[Start of Attachment]
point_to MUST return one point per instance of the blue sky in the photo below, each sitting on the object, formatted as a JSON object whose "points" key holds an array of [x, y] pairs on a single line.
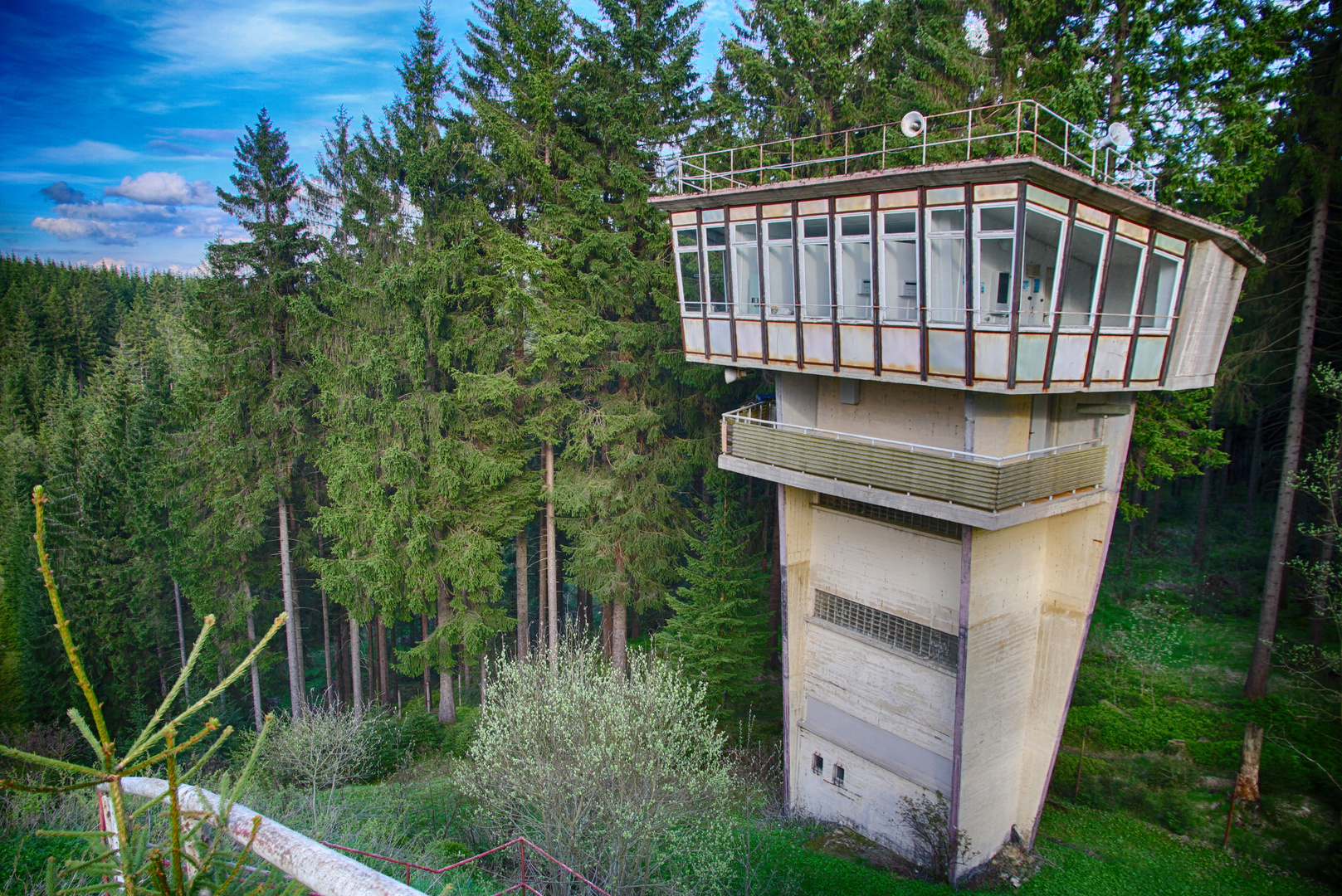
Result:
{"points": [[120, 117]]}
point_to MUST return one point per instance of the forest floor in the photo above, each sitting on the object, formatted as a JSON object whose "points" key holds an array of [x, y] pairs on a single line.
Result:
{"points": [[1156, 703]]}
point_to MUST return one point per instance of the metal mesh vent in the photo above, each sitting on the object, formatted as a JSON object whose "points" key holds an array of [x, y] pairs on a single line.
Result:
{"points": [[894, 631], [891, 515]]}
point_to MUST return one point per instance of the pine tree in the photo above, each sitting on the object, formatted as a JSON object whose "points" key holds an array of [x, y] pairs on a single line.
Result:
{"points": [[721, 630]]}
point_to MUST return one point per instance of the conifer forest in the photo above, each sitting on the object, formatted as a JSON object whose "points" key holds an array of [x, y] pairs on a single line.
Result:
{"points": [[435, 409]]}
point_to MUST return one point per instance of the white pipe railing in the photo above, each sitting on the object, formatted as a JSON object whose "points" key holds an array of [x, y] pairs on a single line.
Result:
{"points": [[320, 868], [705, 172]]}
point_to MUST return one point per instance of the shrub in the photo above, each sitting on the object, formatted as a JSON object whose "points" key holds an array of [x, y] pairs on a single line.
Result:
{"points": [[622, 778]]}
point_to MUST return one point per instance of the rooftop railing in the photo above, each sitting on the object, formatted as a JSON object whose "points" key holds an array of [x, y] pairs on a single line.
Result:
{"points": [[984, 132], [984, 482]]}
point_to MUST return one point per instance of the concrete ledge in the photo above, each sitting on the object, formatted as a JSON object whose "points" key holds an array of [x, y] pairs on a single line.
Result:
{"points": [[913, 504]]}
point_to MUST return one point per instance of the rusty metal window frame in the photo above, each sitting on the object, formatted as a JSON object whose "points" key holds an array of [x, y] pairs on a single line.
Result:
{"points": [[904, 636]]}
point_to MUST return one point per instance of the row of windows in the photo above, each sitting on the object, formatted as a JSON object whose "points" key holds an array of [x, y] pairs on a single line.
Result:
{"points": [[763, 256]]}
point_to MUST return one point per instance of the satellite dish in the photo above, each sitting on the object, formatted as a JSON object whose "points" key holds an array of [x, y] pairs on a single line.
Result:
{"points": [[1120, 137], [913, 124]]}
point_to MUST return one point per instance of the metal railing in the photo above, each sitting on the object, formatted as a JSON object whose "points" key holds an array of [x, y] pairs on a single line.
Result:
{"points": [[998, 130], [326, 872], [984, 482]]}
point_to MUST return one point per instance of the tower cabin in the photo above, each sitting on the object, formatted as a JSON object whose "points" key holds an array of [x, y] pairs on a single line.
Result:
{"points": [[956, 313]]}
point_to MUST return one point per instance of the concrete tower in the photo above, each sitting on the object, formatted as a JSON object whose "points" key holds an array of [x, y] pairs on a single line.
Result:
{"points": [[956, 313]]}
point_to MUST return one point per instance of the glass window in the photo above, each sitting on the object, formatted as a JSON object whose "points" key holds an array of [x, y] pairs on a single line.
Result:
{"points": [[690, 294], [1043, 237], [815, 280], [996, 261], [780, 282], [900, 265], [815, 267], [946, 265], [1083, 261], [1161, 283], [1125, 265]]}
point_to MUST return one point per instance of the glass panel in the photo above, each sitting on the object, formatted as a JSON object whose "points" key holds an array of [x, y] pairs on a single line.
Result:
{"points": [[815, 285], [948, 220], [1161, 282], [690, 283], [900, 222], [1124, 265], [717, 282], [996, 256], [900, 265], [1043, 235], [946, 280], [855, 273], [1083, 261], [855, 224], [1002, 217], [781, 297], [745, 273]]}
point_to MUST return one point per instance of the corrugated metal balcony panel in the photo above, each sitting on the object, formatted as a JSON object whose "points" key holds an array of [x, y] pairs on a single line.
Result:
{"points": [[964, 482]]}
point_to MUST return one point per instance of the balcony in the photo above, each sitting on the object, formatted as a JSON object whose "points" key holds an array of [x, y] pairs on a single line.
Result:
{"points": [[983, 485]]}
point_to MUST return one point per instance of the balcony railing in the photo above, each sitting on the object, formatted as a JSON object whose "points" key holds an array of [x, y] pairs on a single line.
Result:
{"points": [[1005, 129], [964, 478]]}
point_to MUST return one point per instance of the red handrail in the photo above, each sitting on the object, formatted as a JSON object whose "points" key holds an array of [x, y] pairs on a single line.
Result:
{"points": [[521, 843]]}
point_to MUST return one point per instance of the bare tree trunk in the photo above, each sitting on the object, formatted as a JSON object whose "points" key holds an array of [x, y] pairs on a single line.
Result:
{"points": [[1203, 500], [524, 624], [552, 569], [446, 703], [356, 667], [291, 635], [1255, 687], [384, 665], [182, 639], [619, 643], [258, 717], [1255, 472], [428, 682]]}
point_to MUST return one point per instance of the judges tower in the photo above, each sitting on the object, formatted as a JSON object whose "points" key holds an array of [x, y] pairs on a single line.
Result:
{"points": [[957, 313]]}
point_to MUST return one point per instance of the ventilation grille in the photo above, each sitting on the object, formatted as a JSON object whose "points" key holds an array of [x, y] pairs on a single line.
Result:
[End of Attachment]
WHAT YOU SHOULD DO —
Each entry should be set down exactly, pictures excluded.

OUTPUT —
point_to MUST return one point per instance of the blue sky in the photo below, each sitting on the object, formatted as a JSON object whose "points" key holds an array of [x, y] pairs on a single line.
Result:
{"points": [[120, 117]]}
point_to MUST return one point per instance of the forest floor in the photo above, each sitting on the object, formatted as a JSON object whose "points" key holds an array of [x, y] pairs on a single line.
Result:
{"points": [[1156, 703]]}
point_to MUST return one point per instance of the metal mesh vent in the photo above, each sitting on the object, formatted as a JSON object whose "points" key holds an array of [x, y] pairs on a single line.
Result:
{"points": [[894, 631], [891, 515]]}
point_to MUST return one point per instance of the pine tree in the photo above, each sitting on the object, formatted as a JSON object whose "points" key holds an array of [x, y] pairs on a single line.
Result:
{"points": [[721, 630]]}
point_to MUST return one point per instance of the conifer forest in the photo above, each sitting on the object, formatted as a JSON object whose "points" key holds an array of [x, y] pairs on a single line.
Result:
{"points": [[435, 409]]}
point_to MUST return one point per instance of the white pipe railing in the photo above, each sitting on the object, formatted as a JSON object whose "points" key holds an array of [x, y] pairs on a single line.
Result:
{"points": [[320, 868], [705, 172]]}
point_to MUST return one point per instance of the shrub in the photo above, each sitting on the object, formatted as a JSON object whose "points" key holds an array of [x, y] pairs on a single line.
Result:
{"points": [[622, 778]]}
point_to MUST return one point per instance of the rooftop railing in the photo above, each sitting on the object, formatted as a JSON object whose "points" key holds an array of [x, y] pairs on a single line.
Result:
{"points": [[984, 132], [984, 482]]}
point_to MUST return one point per instance of the concrete ledge in the photo above, each sitting on the object, formatted as a JSON object whose "points" key holds an array of [x, y] pairs on a single line.
Result:
{"points": [[913, 504]]}
point_to MUST return one point per instance of the rusty metal window frame in the photo above, each sitting on the object, formatted as a JSON object whose "points" key holds an array of [x, y] pairs on a single line.
Result:
{"points": [[904, 636]]}
point_to MUST return one point per instance of the row of windows in the photo above, each sitting on the object, formatted as a JSON object whose "points" key holds an array of [x, y] pairs on a single line.
Result:
{"points": [[763, 256]]}
point_to MUST return one point per instance of the satellite dish in the photo above, each sitting on the object, formatted as a JSON object whose "points" key holds an array of [x, y] pairs on a single line.
Result:
{"points": [[1120, 137], [913, 124]]}
point_to MUST return one point per instance of the metal railing in the photo above, each sitting on the object, formatted as a JSON object whose "points" key holds an array of [x, y] pairs on a single line.
Result:
{"points": [[998, 130], [326, 872], [984, 482]]}
point_to MUST return one point per instance of the tower cabin in the photo above, each sitting on the object, formatted as a JSON object whose "points" key holds an array of [x, y] pairs on a single line.
Result:
{"points": [[956, 313]]}
point_to MUST return one point per instance of the concrete tower in the photo above, each sitting on the object, formatted as a JSON object whose "points" key holds an array of [x, y] pairs on a single line.
Result:
{"points": [[956, 313]]}
point_to MUST return one point per instance of the glass window in the photo above, each sitting on the object, formatted as a JSON object whose "points" key holds an array of [x, y] pairs on a single line.
Result:
{"points": [[690, 294], [1043, 237], [815, 280], [996, 261], [780, 282], [900, 265], [815, 267], [946, 265], [1083, 261], [1161, 283], [1125, 265]]}
point_to MUST return one point per instance of the glass panel in the photo above, each sitting on the object, formatted as a JSON object whose "points" key holds an array of [x, y] pairs on a single line.
Result:
{"points": [[815, 285], [948, 220], [1161, 282], [690, 283], [900, 222], [1124, 265], [717, 282], [996, 256], [900, 265], [1043, 235], [946, 280], [855, 273], [1083, 261], [855, 224], [1002, 217], [781, 297], [745, 273]]}
point_to MUST return one point per instance of the corrugated metal balcony panel in the photo above, each sitting on the object, formatted as a JSON object whose "points" key holds an array of [x, y] pairs on a single line.
Result:
{"points": [[964, 482]]}
point_to MUST return one point per instance of the balcony in the photo above, each sitting on the object, formatted as a JSON object whose "points" key holds an array of [x, y] pairs on a single line.
Result:
{"points": [[983, 485]]}
point_to MUST return one point per instance of the balcony railing in the photo above, each sitting on the object, formatted as a JSON object whose "points" key holds an array of [x, y] pairs on a single line.
Result:
{"points": [[1005, 129], [964, 478]]}
point_to MUST return one point per instance of the red handrail in the photo above, each sitting on the object, formatted as a JSON object whose "points" key holds an array of [x, y] pairs on a single line.
Result:
{"points": [[521, 843]]}
point_to MUST return one point per instance of the bare tree trunk in the photo above, each sitting on the object, formatted as a JSON object whose "points" key holds an array of [x, y] pairs on a single line.
Result:
{"points": [[1203, 500], [524, 624], [552, 569], [446, 703], [356, 667], [291, 635], [1255, 687], [384, 665], [182, 639], [619, 643], [258, 717], [1255, 472], [428, 682]]}
point_to MUST return one point per instance of the judges tower in the photo above, each sitting on the object, formatted as a JSON object whose "points" key holds an array of [x, y] pairs on a single line.
Result:
{"points": [[957, 313]]}
point_to MUST return one point per instance of the ventilation grille in the photo above, each sitting on the object, formatted as a JSON object whose "points" key holds an array of [x, y] pairs on a single line.
Result:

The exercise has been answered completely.